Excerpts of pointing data
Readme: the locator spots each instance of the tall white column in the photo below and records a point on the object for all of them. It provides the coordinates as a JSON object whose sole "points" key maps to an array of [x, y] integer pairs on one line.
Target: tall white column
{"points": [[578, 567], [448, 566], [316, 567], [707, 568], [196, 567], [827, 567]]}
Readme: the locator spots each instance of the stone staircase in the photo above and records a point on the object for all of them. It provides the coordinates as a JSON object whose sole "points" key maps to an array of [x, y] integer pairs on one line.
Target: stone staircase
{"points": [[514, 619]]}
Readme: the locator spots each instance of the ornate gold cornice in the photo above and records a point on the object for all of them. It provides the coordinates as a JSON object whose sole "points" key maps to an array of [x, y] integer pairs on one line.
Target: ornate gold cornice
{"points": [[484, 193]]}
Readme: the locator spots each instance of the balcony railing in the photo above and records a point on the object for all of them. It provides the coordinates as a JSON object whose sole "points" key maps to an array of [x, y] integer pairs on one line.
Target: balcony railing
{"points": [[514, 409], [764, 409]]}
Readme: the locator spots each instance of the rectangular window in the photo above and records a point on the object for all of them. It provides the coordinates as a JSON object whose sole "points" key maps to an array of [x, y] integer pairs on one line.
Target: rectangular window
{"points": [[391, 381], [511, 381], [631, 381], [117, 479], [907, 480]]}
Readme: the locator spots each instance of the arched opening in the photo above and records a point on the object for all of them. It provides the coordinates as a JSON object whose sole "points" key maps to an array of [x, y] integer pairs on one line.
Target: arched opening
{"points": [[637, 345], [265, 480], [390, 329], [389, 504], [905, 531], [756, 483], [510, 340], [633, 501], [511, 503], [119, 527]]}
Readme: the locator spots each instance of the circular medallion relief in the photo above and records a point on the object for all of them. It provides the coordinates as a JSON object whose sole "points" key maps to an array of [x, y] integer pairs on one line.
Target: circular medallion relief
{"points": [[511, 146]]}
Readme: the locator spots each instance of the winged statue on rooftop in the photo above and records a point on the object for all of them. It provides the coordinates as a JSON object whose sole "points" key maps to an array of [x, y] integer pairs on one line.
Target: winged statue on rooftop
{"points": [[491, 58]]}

- [GIVEN REQUEST]: Rewrite the rows from the line containing "Readme: the locator spots each instance of the winged" through the end of the rows, replacing "winged statue" with "bronze figure" and leaving all other text unchanged.

- [SOLUTION]:
Readme: the locator spots each instance of the bronze figure on rooftop in the photo above and records a point on the object for all of them. It provides the coordinates as a JSON object whose sole "points" key maps to an array of [x, y] integer pairs on one line.
Target: bronze figure on rooftop
{"points": [[491, 58]]}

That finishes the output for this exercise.